_Excerpted text:_
CULLOWHEE - When Dr. Joycelyn Elders was forced to resign as surgeon
general in 1992, most of the 300 students attending her talk Thursday at
Western Carolina University were in grammar school. So, when one student
asked what happened, it was the adults in the room who smiled knowingly. "I
was fired," Elders said. "My focus was on adolescents . and I was concerned
about adolescents who were becoming parents before they were becoming adults."

She explained why she believes adolescents should have access to condoms,
calling it "harm reduction" because condoms can prevent pregnancy and
sexually-transmitted diseases.

"I was called the condom queen for that, and I didn't mind being called the
condom queen, as long as everyone would use one."

But, she told the students, the final blow came when she made remarks about
masturbation being safer for adolescents than sex, and she drew a hearty
laugh when she repeated the lines that got her into trouble a decade ago.

But Elders had more to say than a simple reiteration of the beliefs that
cost her a job. She urged students to work to ensure universal access to
health care in the United States.

"We are the only industrialized nation in the world that doesn't provide
universal access to health care for all its people," she said.

But access to health care goes beyond health insurance, she said. Often,
low-income people don't have transportation to the doctor, and rural areas
face a dire shortage of physicians.

"Most importantly, though, we've got to educate our people to be healthy,"
she said. "We have to teach children about good nutrition and the
importance of exercise. You can teach them there are places on their bodies
that nobody is allowed to touch and that they should tell somebody if
anybody does."

Children who are molested are more likely to engage in risky behaviors such
as drug and alcohol use, to suffer depression or commit suicide, she said.

When a student asked whether chewing tobacco is safer than cigarettes,
Elders told him all tobacco is dangerous.

"Nicotine is an addiction, and it's a pediatric addiction," she said. "If
you haven't become addicted by age 19, you probably won't. Every day, 3,000
young people start using tobacco, and 1,000 of them will die (from it)."

Elders also affirmed her support for stem-cell research, a woman's right to
choose to end her pregnancy and the decriminalization of marijuana.

"We could regulate marijuana the same way we do alcohol," she said. "All
we're doing now is making criminals out of young people. We spend $18
billion a year on the war on drugs, and we've been fighting it for 30
years. In a war, somebody's supposed to win sometime."

Elders also blasted the "lawyers, accountants and politicians who we have
allowed to take over our health-care system."

Before she ended her talk, Elders charged the students to become active in
the effort to make the health-care system better.

"You have to show the people in power that we have a crisis," she said.
"And we do have a crisis. We have billions and billions of dollars for war.
We never run out. We need to redirect that money."

_Excerpted records:_
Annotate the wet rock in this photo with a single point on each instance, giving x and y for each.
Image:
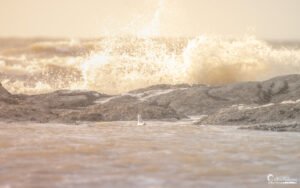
(245, 103)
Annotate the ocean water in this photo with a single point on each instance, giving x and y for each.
(116, 65)
(160, 154)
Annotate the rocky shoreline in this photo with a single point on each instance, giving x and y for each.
(268, 105)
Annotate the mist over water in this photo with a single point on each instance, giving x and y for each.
(119, 64)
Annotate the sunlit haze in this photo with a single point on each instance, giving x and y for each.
(268, 19)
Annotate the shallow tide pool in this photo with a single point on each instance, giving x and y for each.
(160, 154)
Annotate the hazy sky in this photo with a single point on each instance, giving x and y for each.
(271, 19)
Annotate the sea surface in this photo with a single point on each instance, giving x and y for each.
(159, 154)
(115, 65)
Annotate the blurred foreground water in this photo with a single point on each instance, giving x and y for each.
(160, 154)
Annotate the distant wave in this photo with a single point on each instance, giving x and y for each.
(119, 64)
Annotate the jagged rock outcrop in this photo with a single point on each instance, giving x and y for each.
(244, 103)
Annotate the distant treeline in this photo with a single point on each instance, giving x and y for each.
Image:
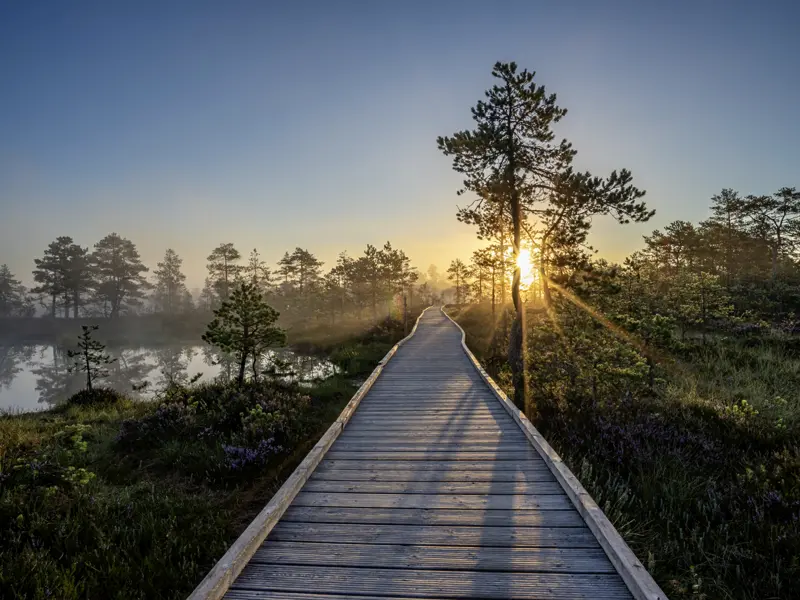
(110, 282)
(740, 265)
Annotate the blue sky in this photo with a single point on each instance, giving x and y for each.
(283, 124)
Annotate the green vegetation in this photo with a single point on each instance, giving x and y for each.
(108, 498)
(700, 472)
(669, 382)
(243, 327)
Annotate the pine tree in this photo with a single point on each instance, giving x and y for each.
(244, 327)
(511, 158)
(12, 293)
(458, 273)
(223, 270)
(170, 287)
(90, 357)
(118, 274)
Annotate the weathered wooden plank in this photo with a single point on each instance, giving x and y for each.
(421, 476)
(451, 465)
(436, 535)
(355, 500)
(439, 584)
(379, 425)
(471, 558)
(422, 435)
(426, 446)
(435, 487)
(428, 516)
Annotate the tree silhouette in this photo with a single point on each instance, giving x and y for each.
(244, 327)
(223, 269)
(511, 162)
(170, 287)
(118, 274)
(90, 357)
(458, 273)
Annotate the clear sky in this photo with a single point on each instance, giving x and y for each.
(313, 124)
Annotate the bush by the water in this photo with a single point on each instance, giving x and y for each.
(107, 498)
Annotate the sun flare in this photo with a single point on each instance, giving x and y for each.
(525, 265)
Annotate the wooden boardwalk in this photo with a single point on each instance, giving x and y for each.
(432, 490)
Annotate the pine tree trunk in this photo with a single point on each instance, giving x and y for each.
(546, 297)
(516, 350)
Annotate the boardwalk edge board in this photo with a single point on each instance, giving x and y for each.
(640, 583)
(227, 569)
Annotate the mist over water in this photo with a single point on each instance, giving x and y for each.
(36, 377)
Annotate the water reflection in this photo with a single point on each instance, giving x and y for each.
(37, 377)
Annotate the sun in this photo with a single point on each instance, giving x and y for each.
(525, 265)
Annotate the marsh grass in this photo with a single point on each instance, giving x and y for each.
(125, 499)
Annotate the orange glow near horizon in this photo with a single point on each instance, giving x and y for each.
(525, 264)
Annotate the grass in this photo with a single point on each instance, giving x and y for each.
(124, 499)
(700, 474)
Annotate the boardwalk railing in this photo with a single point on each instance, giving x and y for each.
(430, 490)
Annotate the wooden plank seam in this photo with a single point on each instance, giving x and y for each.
(640, 583)
(222, 575)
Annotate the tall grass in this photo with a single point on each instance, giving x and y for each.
(139, 499)
(701, 475)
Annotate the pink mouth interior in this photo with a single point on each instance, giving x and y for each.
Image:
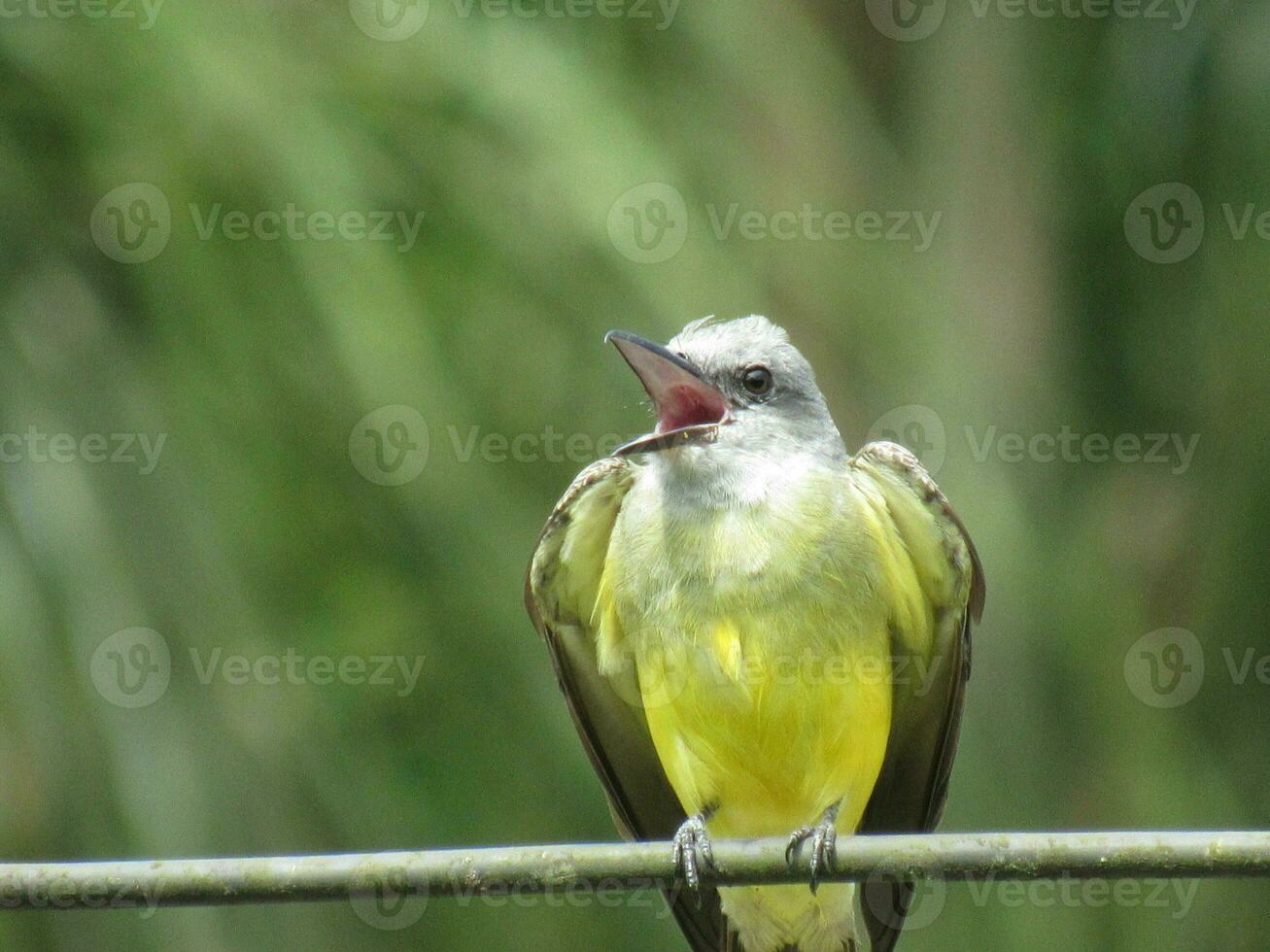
(689, 406)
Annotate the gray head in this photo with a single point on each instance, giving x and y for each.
(731, 385)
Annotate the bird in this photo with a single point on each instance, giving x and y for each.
(760, 633)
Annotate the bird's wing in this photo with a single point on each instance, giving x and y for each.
(561, 593)
(927, 704)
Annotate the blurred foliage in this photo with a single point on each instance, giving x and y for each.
(514, 136)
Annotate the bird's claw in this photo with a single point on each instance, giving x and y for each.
(824, 843)
(691, 839)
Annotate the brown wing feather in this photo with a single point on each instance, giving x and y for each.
(611, 727)
(912, 786)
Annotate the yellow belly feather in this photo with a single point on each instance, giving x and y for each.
(764, 657)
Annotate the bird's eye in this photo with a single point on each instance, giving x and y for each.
(757, 380)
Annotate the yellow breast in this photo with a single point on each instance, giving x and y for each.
(762, 653)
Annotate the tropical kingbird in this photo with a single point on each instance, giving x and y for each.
(760, 633)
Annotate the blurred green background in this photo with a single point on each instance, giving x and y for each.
(143, 293)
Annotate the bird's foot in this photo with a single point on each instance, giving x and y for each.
(692, 847)
(824, 841)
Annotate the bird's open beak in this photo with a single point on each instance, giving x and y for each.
(689, 409)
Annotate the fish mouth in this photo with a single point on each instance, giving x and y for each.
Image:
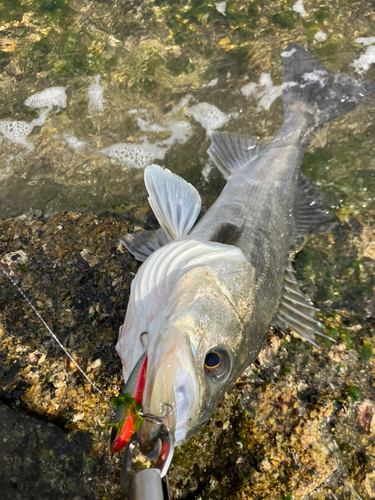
(171, 380)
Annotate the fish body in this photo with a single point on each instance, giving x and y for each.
(203, 301)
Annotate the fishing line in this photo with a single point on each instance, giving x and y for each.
(54, 336)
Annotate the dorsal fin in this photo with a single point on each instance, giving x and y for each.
(226, 233)
(175, 203)
(142, 243)
(295, 311)
(310, 210)
(231, 151)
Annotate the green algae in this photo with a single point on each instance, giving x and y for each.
(150, 54)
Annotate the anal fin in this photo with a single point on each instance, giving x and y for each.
(295, 311)
(230, 152)
(143, 243)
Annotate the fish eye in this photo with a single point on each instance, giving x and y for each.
(217, 364)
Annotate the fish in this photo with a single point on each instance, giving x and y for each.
(203, 300)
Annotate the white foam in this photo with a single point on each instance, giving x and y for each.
(288, 53)
(73, 142)
(17, 132)
(299, 8)
(206, 170)
(265, 91)
(220, 7)
(363, 63)
(208, 115)
(320, 36)
(365, 41)
(135, 155)
(54, 96)
(95, 97)
(140, 155)
(183, 102)
(146, 126)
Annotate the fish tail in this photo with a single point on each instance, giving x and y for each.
(310, 87)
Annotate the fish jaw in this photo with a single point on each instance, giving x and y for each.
(173, 381)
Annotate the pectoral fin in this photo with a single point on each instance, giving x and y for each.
(295, 311)
(175, 203)
(226, 233)
(142, 243)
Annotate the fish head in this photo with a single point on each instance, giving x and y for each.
(197, 347)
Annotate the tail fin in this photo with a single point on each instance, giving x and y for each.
(326, 94)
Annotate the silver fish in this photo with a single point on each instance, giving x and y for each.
(203, 301)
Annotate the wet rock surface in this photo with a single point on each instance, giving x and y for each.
(299, 423)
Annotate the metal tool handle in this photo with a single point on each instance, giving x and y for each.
(147, 485)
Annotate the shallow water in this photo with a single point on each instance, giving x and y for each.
(118, 85)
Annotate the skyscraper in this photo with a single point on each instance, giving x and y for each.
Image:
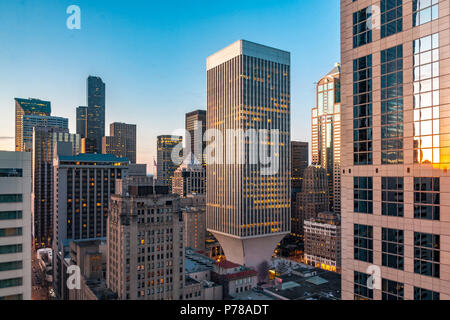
(196, 127)
(95, 114)
(326, 133)
(323, 241)
(395, 195)
(83, 185)
(313, 198)
(188, 179)
(248, 210)
(15, 226)
(82, 122)
(121, 142)
(31, 113)
(44, 142)
(299, 162)
(165, 164)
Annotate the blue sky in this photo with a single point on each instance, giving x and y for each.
(152, 56)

_Instructions for the task:_
Copy the article about Dr. Joycelyn Elders's talk between "But, she told" and "a decade ago.", inclusive, and change "hearty" to "loud".

_Output for this exercise:_
But, she told the students, the final blow came when she made remarks about
masturbation being safer for adolescents than sex, and she drew a loud
laugh when she repeated the lines that got her into trouble a decade ago.